[Recorded data]
== Segment start ==
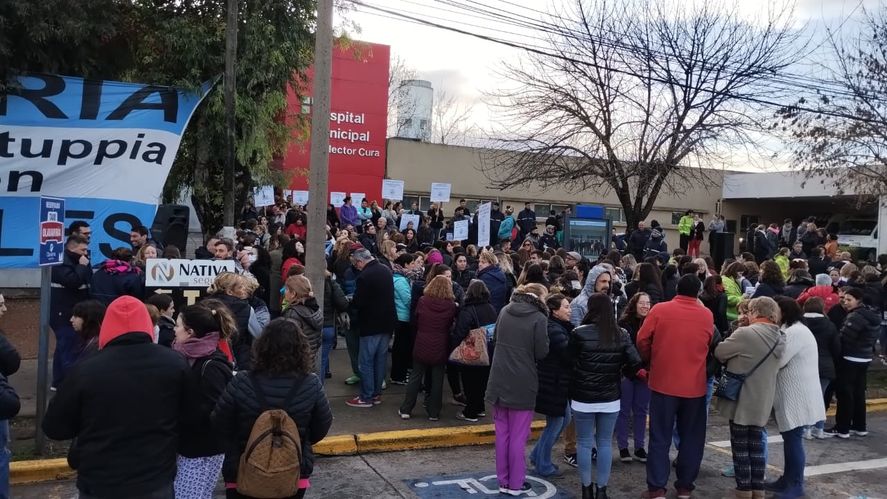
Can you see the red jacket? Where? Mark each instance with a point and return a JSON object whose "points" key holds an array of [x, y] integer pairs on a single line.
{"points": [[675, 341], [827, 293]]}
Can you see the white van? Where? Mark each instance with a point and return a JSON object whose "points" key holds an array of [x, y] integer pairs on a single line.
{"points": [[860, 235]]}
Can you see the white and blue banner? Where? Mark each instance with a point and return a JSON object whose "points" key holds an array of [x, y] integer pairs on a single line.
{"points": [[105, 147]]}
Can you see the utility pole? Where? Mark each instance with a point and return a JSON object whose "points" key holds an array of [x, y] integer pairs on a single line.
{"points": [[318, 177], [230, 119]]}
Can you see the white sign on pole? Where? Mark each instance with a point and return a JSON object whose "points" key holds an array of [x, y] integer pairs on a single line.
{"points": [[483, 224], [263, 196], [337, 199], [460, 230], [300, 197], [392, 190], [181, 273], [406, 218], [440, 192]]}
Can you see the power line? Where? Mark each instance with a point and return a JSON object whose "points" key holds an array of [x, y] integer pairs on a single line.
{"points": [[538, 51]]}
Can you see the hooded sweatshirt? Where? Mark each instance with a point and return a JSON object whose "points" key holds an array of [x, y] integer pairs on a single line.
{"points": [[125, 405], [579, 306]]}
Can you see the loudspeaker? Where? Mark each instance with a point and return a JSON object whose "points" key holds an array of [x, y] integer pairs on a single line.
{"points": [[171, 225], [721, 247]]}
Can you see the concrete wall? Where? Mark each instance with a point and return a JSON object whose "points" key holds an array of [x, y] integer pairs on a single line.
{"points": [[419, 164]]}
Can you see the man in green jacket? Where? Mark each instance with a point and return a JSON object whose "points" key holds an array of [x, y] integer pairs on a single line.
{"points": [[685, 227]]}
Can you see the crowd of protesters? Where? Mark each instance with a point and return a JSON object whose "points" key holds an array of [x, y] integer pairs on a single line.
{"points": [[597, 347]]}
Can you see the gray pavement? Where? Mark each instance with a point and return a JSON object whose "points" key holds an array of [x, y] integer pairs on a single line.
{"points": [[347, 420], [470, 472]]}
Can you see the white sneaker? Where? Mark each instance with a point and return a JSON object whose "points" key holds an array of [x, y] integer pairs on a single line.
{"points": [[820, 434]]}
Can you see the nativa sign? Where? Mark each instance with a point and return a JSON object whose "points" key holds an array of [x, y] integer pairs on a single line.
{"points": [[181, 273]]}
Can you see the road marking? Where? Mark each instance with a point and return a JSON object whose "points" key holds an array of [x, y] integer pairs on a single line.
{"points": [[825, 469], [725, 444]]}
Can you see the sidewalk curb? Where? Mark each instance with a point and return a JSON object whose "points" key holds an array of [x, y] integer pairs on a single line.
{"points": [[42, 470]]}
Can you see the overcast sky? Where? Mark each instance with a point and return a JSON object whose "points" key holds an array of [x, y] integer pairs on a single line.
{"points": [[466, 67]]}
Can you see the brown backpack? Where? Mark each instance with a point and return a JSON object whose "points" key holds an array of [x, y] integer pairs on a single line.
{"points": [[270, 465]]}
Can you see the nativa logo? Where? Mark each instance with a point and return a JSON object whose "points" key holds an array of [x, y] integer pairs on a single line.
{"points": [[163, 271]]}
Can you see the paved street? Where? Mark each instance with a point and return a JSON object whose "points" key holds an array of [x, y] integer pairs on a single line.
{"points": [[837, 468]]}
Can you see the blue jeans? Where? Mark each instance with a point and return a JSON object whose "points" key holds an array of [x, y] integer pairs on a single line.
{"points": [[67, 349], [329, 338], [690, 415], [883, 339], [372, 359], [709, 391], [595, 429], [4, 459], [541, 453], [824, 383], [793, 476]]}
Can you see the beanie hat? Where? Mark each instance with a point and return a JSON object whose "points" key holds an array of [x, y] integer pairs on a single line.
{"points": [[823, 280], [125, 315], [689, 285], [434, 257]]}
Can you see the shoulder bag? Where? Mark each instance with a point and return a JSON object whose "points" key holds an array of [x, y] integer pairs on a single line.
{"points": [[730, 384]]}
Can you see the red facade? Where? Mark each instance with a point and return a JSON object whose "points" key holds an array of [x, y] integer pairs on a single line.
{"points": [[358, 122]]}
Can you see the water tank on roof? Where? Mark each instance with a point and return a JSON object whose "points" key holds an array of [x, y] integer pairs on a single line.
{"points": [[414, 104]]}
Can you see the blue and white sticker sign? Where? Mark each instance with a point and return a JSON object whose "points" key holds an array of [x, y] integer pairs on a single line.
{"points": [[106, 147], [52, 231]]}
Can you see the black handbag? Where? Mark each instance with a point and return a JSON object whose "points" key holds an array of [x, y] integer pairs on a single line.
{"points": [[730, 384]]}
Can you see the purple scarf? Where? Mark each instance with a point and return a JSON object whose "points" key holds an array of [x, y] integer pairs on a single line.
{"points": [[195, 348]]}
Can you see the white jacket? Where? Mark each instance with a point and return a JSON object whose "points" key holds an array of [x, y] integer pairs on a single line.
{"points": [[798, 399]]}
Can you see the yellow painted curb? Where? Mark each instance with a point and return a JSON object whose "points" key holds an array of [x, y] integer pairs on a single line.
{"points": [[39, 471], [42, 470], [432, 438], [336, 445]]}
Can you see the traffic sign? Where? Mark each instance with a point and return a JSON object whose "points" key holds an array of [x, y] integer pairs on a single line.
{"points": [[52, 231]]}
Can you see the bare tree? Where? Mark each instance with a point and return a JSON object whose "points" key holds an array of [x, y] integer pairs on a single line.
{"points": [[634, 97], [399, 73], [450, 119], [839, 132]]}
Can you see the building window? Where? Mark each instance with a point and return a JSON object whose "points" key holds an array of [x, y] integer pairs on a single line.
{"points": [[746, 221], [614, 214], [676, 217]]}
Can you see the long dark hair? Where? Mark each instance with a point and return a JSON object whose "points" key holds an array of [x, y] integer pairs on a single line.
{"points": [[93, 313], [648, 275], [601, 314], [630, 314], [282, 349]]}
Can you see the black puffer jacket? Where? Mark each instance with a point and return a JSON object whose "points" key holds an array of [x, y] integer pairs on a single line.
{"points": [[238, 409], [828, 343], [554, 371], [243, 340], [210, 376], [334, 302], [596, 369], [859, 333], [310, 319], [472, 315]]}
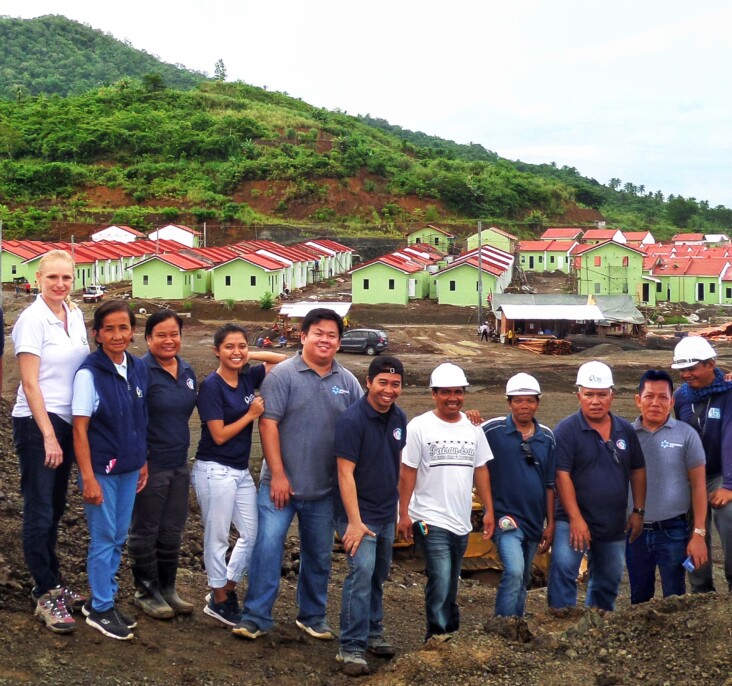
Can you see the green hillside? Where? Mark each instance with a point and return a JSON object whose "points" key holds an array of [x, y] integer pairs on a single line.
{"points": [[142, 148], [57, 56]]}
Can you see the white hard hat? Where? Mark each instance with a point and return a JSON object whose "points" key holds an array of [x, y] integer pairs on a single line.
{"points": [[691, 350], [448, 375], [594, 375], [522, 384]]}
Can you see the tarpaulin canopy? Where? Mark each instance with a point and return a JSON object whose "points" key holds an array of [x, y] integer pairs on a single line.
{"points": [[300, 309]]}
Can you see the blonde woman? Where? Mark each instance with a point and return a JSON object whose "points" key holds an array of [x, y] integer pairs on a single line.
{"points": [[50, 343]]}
== Segment end ==
Copy the entries exactly. No pictures.

→ **Result of this exercise**:
Can you see the red jacket? Where? Mark each instance with a point and return a JSON object whose "points" key holds an array of [x, y] integer pairs on a single line.
{"points": [[675, 341], [827, 293]]}
Can you see the white van? Where? Mark each instance with a point and return a JSON object whose "points" key holds an array of [x, y] integer pairs on a single line.
{"points": [[860, 235]]}
Can you see the white and blue banner? Where? Mark each instance with a point and return a JSON object whose "points" key holds an array of [x, y] integer pairs on a single line.
{"points": [[105, 147]]}
Can you see the utility pole? Where? Mark each instance with a point and return a JSON object whose "points" key holds an array of [x, y] integer pairs on a single line.
{"points": [[318, 177], [230, 119]]}
Can you see the white sign on pole? Where? Mark each instance with a point and return a JSON object whose "points" key holds an array of [x, y] integer pairs on a single line.
{"points": [[483, 224], [263, 196], [337, 199], [460, 230], [300, 197], [392, 190], [181, 273], [406, 218], [440, 192]]}
Can you see the power line? Where? Mark each instance with a point and return a JSON object whose "points" key holds an array of [x, y] integer pairs on a single line.
{"points": [[538, 51]]}
Can you see the hooded sweatshirt? Where? Mark each instance with a point and return a JSON object whose "points" key holds an array of [x, y] integer pairs on a single line.
{"points": [[125, 405], [579, 306]]}
Can you see the loudspeaker? Where? Mark each instance with a point and return a JSON object whose "points" key holds an array of [x, y] integer pairs on a single line.
{"points": [[171, 225], [721, 247]]}
Can you see the concrete wall? Where? Mark each instance with a point and return a JSON object whose "points" key holds an array of [x, y] integer pairs on a single line.
{"points": [[419, 164]]}
Can you see the man in green jacket? Where? Mark each instance with a point and return a JSON object whose "points" key holds an array of [x, y] integer pairs on a single line.
{"points": [[685, 227]]}
Can you see the crowd of protesters? Where? Mark each instance with a point and return a JSON object whose "points" key holds an array of [x, y] integer pairs on a single line.
{"points": [[597, 347]]}
Can you see the gray pavement? Where? Mark each instance with a point and return a JSON object whose "points" key holds an array of [x, y] integer pairs on a single line.
{"points": [[347, 420], [470, 472]]}
Can you see the white sneaker? Where? Mark each instance with a point and return a JSON object whose "points" key holds an array of [x, y] integer pairs on a single line.
{"points": [[820, 434]]}
Can you see the nativa sign? Where? Mark each instance with a point and return a JSON object whose "points" key holds an array of [x, y] integer pairs on a single line.
{"points": [[181, 273]]}
Can you see the road marking? Where? Mark each instance with a point and return a JSON object whose "points" key holds an array of [x, y] integer pairs on a single line.
{"points": [[825, 469], [725, 444]]}
Can you see the sidewalk curb? Where? Mark each instance with a point and return a JSON object whose "points" key holds an array of [x, y] integer pairs on a single line.
{"points": [[42, 470]]}
Can you see the overcast sky? Where? Mark each instance with a point and return a JSON object whose "points" key holds an array of [x, y] integer pairs on a single line.
{"points": [[466, 67]]}
Can you see the brown backpack? Where? Mark each instance with a point and return a JSON object whose "points" key holds an array of [x, y] integer pairs on a single line.
{"points": [[270, 465]]}
Can you see the nativa logo? Where? Mark each instance with a point and return a JSON object whose "points" key holds an array of [x, y] integer pairs on a single line.
{"points": [[163, 271]]}
Can you see the paved street? Where? Mark each instance with a point and return a JSON object whose "points" key holds an array of [x, y] integer pairs on a single line.
{"points": [[837, 468]]}
Can you see the blue jeans? Where? Mark each instance with a point and return a JSON object whose "points" key holds an array of [x, y] integer pairs on a single line.
{"points": [[67, 349], [329, 338], [690, 415], [883, 339], [372, 359], [709, 391], [595, 429], [4, 459], [541, 453], [824, 383], [793, 476]]}
Can you see the beanie hat? Where? Mark each instance with a point and return a JSON object whose "points" key holds an array of [x, y] integer pairs on a single line.
{"points": [[823, 280], [125, 315], [689, 285], [434, 257]]}
Can you see the shoulder bag? Where? Mark each instance with a point and return a JSON object whose "points" key holds an array of [x, y] integer pairs on a single line.
{"points": [[730, 384]]}
Can you see the red facade? Where? Mark each instance with a point and return a JSON object whose "points" key holds an array of [x, y] integer pairs on a single line.
{"points": [[358, 122]]}
Can you see the water tank on roof? Where? Mark each instance with a point and return a JSON object whose "points" key holds an array of [x, y] integer pairs on a single line.
{"points": [[414, 104]]}
Can you see the blue and white sticker sign? Where? Mark each instance with a point and return a JSON object whose "points" key holds an array of [x, y] integer pairs on a single line.
{"points": [[106, 147], [52, 231]]}
Can you see the black handbag? Where? Mark each instance with a point and return a JSON object whose "points" key holds an array of [x, y] integer pairs on a single line.
{"points": [[730, 384]]}
Can you see the purple scarf? Where? Mark each instance with a point and return a JSON object whose "points" key holds an array of [x, y] integer pairs on a single line.
{"points": [[195, 348]]}
Can you see the white jacket? Where? Mark each instance with a point and return a JSON object whose "points" key holds an array of [x, y] integer pairs on a single line.
{"points": [[798, 399]]}
Can you see the yellow painted curb? Where? Mark each instance with a point and return a JSON object whose "points" key holds an array of [x, y] integer pairs on a single line.
{"points": [[39, 471], [42, 470], [432, 438], [336, 445]]}
Can you see the traffic sign? Where? Mark each instance with a point and return a JSON object whose "points" key holds an array of [x, y] integer pairs on a single line.
{"points": [[52, 231]]}
Can you see the bare tree? Where? Mark each instance with a point and return a JSON object whose "points" key holds an array of [x, y] integer pairs on a single line.
{"points": [[634, 97], [399, 73], [450, 119], [839, 132]]}
Can you see the building window? Where? Mark each instance with a point and return a JSON object whose "points" key holds an array of [x, y] integer pairs on a single line.
{"points": [[746, 221], [614, 214], [676, 217]]}
Can you see the long dark hair? Where? Mark each instance with a point and return a JSON object whose "points" key holds an array of [x, y] integer pairs on a single line.
{"points": [[93, 313], [648, 275], [601, 314], [630, 314], [282, 349]]}
Can you see the black puffer jacket? Where? Mark each instance with a point and return a JSON object whose "points" key holds an array of [x, y] integer pairs on a single line.
{"points": [[238, 409], [828, 343], [554, 371], [243, 340], [210, 376], [334, 302], [596, 369], [859, 333], [310, 319], [472, 315]]}
Can you see the green hillside? Where? Mark each instance with a point and return a JSON object whose "points" key holds an array of [x, y] integer pairs on a single line.
{"points": [[142, 148], [57, 56]]}
Can you see the white hard hat? Where? Mark each instance with a point and return a JSON object whose "points" key holds an array of [x, y] integer pairs on a single line.
{"points": [[691, 350], [448, 375], [594, 375], [522, 384]]}
Can you see the tarpaulin canopy? Where? Mark each instance with a point and return a JSON object whose "points" key holds an array of [x, y] integer pairs on a single line.
{"points": [[300, 309]]}
Can you see the blonde woman? Where? Mark each instance with a point and return a JSON object whose "points" key holds an array of [x, y] integer pairs on a single line.
{"points": [[50, 343]]}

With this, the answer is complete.